= Supplied information =
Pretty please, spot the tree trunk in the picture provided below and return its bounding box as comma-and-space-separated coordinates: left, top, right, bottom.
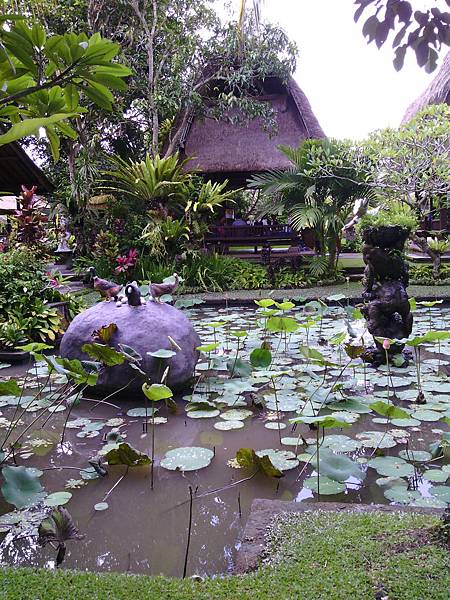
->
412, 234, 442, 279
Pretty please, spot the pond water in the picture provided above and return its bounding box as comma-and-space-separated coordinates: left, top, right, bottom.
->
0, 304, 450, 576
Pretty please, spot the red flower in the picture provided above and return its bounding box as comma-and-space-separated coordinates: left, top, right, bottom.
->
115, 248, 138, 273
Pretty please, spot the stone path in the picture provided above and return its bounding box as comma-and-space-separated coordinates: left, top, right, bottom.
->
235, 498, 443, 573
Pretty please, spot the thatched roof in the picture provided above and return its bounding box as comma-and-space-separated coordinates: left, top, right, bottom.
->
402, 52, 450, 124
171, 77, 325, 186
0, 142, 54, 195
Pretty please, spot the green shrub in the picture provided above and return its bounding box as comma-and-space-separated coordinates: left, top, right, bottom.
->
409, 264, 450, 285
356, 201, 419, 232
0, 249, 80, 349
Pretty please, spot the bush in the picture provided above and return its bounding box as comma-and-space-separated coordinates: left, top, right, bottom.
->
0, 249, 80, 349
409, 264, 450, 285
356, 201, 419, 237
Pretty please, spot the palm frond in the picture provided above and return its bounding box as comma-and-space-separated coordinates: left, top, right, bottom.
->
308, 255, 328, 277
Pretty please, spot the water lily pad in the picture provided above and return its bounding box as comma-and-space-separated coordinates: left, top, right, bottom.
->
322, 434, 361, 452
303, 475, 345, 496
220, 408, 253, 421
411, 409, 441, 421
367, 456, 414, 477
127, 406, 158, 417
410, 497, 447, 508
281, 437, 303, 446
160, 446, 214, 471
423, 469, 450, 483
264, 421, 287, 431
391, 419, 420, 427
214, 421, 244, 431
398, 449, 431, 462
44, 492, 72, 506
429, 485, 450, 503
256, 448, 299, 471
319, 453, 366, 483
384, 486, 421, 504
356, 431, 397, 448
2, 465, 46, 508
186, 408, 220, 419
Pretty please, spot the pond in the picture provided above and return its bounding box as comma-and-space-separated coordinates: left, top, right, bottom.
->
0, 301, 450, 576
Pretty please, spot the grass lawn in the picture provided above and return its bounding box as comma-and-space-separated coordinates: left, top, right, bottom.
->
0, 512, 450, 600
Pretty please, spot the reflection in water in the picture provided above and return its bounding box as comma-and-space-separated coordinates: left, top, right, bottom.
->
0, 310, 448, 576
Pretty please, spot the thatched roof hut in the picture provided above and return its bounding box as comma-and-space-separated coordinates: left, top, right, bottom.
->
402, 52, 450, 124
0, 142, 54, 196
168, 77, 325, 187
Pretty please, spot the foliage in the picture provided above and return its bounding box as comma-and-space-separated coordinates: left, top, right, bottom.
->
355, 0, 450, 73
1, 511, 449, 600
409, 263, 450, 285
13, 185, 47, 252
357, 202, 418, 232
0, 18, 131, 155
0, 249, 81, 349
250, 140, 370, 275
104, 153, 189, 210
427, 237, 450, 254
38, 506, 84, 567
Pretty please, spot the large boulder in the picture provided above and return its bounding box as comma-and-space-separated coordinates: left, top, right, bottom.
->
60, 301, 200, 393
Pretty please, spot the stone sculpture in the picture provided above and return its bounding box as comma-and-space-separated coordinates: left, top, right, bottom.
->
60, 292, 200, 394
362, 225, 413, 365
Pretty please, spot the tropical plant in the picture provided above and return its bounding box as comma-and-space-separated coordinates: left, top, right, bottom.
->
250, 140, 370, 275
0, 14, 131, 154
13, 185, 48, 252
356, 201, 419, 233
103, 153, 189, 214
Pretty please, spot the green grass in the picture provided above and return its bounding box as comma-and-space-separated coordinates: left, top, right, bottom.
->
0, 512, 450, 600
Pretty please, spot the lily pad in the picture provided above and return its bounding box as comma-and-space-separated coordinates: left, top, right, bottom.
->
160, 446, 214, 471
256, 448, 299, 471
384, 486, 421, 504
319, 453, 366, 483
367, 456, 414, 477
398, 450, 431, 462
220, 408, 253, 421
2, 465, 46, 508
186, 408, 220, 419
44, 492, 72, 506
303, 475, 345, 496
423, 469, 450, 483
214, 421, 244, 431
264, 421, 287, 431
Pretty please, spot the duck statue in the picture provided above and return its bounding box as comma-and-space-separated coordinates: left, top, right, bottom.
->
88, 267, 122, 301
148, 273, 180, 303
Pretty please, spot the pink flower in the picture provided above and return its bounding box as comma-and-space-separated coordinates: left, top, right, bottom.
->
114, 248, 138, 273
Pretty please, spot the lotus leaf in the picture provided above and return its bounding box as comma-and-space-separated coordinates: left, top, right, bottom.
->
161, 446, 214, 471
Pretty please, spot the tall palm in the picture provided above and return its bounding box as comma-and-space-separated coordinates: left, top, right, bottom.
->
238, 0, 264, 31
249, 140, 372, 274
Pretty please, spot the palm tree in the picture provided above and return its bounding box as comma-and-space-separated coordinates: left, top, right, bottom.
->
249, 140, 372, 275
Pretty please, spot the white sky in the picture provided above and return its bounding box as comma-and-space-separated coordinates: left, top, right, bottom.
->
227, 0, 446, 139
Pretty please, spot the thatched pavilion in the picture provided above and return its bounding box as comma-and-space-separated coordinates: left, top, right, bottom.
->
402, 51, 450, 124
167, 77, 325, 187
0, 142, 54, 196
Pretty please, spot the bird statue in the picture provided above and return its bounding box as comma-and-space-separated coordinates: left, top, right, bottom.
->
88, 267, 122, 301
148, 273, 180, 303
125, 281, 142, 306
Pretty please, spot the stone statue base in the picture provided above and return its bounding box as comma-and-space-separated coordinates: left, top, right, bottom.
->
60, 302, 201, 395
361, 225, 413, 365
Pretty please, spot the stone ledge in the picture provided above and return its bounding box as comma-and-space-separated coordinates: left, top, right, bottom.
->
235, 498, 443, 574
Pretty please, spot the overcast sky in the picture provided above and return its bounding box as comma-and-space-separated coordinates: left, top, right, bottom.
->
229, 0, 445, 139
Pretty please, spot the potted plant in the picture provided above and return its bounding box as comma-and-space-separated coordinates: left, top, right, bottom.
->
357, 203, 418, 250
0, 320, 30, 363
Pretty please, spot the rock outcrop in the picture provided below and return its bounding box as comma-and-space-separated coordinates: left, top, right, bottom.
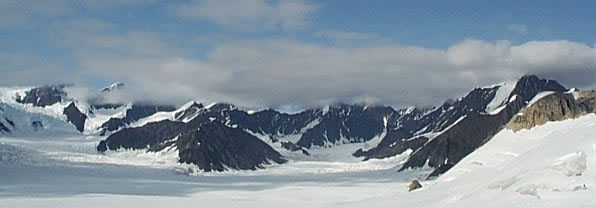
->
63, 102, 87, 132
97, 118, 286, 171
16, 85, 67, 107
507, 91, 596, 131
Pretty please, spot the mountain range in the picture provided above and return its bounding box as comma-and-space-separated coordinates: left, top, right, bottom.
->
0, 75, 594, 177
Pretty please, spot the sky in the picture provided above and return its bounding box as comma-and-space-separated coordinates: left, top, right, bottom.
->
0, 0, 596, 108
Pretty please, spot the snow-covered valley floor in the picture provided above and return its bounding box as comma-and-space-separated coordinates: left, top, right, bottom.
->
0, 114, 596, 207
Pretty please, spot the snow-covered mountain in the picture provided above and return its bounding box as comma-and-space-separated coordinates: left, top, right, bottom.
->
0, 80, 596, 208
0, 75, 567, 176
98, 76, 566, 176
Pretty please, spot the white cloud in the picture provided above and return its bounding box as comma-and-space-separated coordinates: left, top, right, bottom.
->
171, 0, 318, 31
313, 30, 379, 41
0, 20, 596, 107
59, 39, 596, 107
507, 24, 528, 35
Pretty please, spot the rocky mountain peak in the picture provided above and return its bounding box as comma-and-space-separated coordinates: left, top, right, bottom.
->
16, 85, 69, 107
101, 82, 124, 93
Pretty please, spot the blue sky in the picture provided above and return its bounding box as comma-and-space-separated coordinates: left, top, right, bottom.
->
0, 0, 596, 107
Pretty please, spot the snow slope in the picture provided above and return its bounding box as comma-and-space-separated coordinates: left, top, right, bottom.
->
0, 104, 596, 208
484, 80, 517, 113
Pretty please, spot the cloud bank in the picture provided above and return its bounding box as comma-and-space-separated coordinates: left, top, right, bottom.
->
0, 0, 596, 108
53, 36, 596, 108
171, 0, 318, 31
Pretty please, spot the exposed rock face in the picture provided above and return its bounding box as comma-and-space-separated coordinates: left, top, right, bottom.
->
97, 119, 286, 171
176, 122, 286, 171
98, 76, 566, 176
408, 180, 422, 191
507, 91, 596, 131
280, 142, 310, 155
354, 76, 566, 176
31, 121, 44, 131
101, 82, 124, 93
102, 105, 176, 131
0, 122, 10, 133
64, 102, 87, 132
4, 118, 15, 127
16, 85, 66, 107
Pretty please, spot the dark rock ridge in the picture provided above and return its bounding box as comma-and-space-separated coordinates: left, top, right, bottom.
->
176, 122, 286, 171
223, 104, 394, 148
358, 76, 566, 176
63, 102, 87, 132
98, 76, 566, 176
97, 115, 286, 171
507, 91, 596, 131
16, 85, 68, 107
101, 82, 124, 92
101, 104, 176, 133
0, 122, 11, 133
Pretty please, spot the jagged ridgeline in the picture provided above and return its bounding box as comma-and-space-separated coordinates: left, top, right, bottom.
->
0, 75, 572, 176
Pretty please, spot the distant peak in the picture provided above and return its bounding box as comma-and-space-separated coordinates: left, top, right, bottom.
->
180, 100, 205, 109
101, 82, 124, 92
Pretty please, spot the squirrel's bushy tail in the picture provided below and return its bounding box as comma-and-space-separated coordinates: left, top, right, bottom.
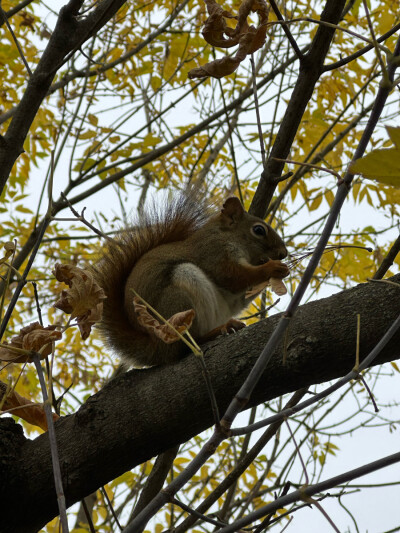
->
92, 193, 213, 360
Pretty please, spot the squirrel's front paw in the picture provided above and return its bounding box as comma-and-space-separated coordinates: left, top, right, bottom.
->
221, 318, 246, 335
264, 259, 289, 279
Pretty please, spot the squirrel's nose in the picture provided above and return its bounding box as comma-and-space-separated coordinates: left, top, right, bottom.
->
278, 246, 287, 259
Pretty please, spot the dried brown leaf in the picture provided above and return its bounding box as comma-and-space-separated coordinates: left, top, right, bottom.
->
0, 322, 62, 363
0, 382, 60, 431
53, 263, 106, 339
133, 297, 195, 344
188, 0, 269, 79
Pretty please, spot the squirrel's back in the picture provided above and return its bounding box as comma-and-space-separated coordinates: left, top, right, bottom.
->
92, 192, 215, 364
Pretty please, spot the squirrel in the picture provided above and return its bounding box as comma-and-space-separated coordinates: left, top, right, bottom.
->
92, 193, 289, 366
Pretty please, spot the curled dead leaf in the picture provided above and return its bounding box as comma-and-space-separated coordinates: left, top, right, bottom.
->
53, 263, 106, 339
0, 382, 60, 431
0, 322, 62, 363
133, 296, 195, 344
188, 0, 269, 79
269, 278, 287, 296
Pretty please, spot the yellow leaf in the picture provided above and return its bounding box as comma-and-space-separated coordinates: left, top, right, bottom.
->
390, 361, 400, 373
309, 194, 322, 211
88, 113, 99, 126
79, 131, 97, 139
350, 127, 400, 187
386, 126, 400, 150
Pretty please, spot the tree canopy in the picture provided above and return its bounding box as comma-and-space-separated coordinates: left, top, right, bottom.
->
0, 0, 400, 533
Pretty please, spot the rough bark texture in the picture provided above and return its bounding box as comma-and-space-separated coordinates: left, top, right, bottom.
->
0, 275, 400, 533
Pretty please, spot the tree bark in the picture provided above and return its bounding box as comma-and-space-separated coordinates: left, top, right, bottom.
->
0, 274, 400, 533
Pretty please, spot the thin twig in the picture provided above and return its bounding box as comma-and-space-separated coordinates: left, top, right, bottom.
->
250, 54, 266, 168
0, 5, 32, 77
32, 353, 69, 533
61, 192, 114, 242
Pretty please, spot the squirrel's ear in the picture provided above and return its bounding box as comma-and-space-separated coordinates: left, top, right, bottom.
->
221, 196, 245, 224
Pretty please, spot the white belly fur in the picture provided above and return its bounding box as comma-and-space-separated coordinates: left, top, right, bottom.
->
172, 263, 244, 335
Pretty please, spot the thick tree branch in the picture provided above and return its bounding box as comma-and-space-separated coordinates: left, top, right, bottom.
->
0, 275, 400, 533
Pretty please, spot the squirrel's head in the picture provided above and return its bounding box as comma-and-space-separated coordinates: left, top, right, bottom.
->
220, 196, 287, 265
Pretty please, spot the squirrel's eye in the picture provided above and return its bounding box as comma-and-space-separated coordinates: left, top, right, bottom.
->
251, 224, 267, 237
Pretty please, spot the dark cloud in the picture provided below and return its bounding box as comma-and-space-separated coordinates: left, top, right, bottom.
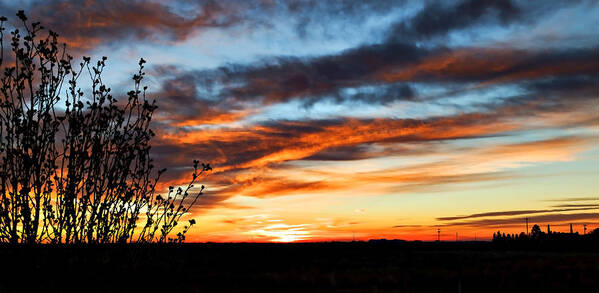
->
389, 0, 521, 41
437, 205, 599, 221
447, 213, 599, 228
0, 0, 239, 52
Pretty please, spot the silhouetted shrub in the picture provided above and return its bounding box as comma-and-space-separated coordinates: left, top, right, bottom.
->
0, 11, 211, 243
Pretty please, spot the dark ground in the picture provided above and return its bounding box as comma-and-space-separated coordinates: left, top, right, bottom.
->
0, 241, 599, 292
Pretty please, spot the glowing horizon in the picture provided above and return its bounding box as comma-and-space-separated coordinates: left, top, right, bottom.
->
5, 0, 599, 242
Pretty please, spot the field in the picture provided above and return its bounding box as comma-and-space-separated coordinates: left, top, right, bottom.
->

= Exercise instructions =
Update the listing lines from the one containing "Pretty please, spot the rough" through the one containing "0, 274, 400, 533", inclusive, so that "bark" becomes "trunk" and nothing else changes.

= Solution to this exercise =
Pretty please, spot the rough trunk texture in the picture provided above and return its bounding box as comma-and-space-separated coordinates: left, top, right, bottom.
->
0, 275, 400, 533
Pretty please, spot the tree trunk in the picture provided above and return its bounding box as comma-and-space-separated coordinates: left, top, right, bottom.
->
0, 274, 400, 533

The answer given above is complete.